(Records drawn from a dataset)
= = = =

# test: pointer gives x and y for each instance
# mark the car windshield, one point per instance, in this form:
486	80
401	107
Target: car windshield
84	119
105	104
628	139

= = = =

● What the exercise asks: All entries above must be reproduced without a single change.

● Answer section:
# test: pointer gives x and y for each instance
# mark the car windshield, one point per instance, in this form:
486	80
401	107
Target: car windshield
84	119
105	104
628	139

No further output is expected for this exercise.